◆ **Written instruction**
Write out the following lines word for word, without changing a single character.

◆ **Data lines**
** Start **

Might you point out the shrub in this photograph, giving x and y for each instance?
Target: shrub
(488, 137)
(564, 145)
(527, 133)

** End **

◆ **Task result**
Might you point out the shrub in this photograph, giving x and y for each instance?
Target: shrub
(488, 137)
(564, 145)
(527, 133)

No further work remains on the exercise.